- [Task goal]:
When you reach the line containing "Within each instance, areas" in the entries below, begin reproducing lines exactly, and stop once the line containing "61 66 L 100" is done.

[Saved entries]
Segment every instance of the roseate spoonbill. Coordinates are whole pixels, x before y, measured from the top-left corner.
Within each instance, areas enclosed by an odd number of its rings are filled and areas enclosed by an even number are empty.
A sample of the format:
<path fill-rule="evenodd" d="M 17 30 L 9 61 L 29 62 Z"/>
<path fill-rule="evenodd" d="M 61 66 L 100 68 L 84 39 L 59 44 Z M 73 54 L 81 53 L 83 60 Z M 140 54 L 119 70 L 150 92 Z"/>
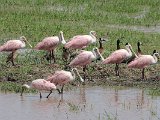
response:
<path fill-rule="evenodd" d="M 117 50 L 120 49 L 120 43 L 121 43 L 121 41 L 120 41 L 120 39 L 118 39 L 117 40 Z M 140 49 L 140 45 L 142 45 L 142 43 L 141 42 L 137 42 L 137 48 L 138 48 L 137 56 L 142 54 L 142 51 Z M 128 64 L 129 62 L 133 61 L 135 58 L 136 58 L 135 54 L 132 54 L 132 56 L 130 58 L 123 60 L 121 63 L 127 63 Z M 119 69 L 119 64 L 116 63 L 116 66 L 115 66 L 116 76 L 119 76 L 119 70 L 118 69 Z"/>
<path fill-rule="evenodd" d="M 7 51 L 7 52 L 12 52 L 11 54 L 9 54 L 8 56 L 8 60 L 12 62 L 12 65 L 14 64 L 14 59 L 15 59 L 15 52 L 18 49 L 22 49 L 26 46 L 25 43 L 28 43 L 29 46 L 32 48 L 31 44 L 27 41 L 27 39 L 24 36 L 20 37 L 20 40 L 8 40 L 6 43 L 4 43 L 2 46 L 0 46 L 0 52 L 1 51 Z M 7 60 L 7 61 L 8 61 Z M 7 62 L 6 61 L 6 62 Z"/>
<path fill-rule="evenodd" d="M 109 57 L 103 60 L 103 64 L 120 64 L 122 61 L 130 58 L 132 52 L 135 52 L 132 49 L 132 46 L 129 43 L 126 43 L 126 49 L 119 49 L 114 51 Z M 136 55 L 136 54 L 135 54 Z M 119 72 L 118 72 L 119 73 Z"/>
<path fill-rule="evenodd" d="M 48 77 L 47 81 L 54 83 L 56 86 L 62 86 L 61 90 L 57 90 L 60 94 L 63 94 L 64 85 L 75 80 L 76 75 L 79 77 L 81 82 L 84 82 L 76 68 L 73 68 L 71 72 L 65 70 L 57 70 L 52 76 Z"/>
<path fill-rule="evenodd" d="M 128 63 L 130 63 L 131 61 L 133 61 L 136 57 L 142 55 L 142 51 L 141 51 L 141 48 L 140 48 L 141 45 L 142 45 L 141 42 L 137 42 L 137 48 L 138 48 L 138 49 L 137 49 L 137 53 L 136 53 L 136 54 L 133 54 L 132 57 L 130 57 L 130 58 L 122 61 L 122 63 L 127 63 L 127 64 L 128 64 Z"/>
<path fill-rule="evenodd" d="M 53 58 L 54 62 L 55 56 L 54 56 L 54 49 L 60 44 L 66 44 L 66 41 L 64 40 L 63 32 L 60 31 L 59 36 L 52 36 L 52 37 L 46 37 L 42 40 L 42 42 L 39 42 L 36 46 L 35 49 L 37 50 L 46 50 L 49 52 L 50 56 L 50 63 L 51 59 Z"/>
<path fill-rule="evenodd" d="M 90 31 L 89 35 L 77 35 L 71 38 L 71 40 L 65 44 L 65 48 L 82 49 L 95 42 L 96 32 Z"/>
<path fill-rule="evenodd" d="M 154 53 L 153 55 L 140 55 L 128 64 L 128 68 L 142 69 L 142 79 L 144 79 L 144 68 L 157 63 L 158 59 L 158 53 Z"/>
<path fill-rule="evenodd" d="M 81 66 L 83 67 L 84 80 L 86 77 L 86 66 L 92 61 L 102 58 L 98 48 L 93 48 L 92 51 L 82 50 L 69 64 L 70 67 Z"/>
<path fill-rule="evenodd" d="M 32 81 L 31 86 L 27 84 L 24 84 L 22 86 L 21 96 L 23 94 L 24 89 L 26 88 L 27 89 L 33 88 L 33 89 L 39 90 L 40 98 L 42 98 L 42 94 L 41 94 L 42 90 L 50 91 L 50 93 L 47 95 L 47 98 L 48 98 L 49 95 L 52 93 L 52 90 L 56 89 L 56 86 L 54 83 L 51 83 L 50 81 L 46 81 L 44 79 L 36 79 Z"/>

- [Answer to this task]:
Within each instance, areas enclosed by an odd number of its rings are filled and areas enclosed by an even number are empty.
A sample of the format:
<path fill-rule="evenodd" d="M 17 30 L 9 61 L 29 62 Z"/>
<path fill-rule="evenodd" d="M 61 66 L 100 68 L 84 39 L 59 44 Z M 73 54 L 81 53 L 83 60 Z M 140 54 L 119 70 L 150 92 Z"/>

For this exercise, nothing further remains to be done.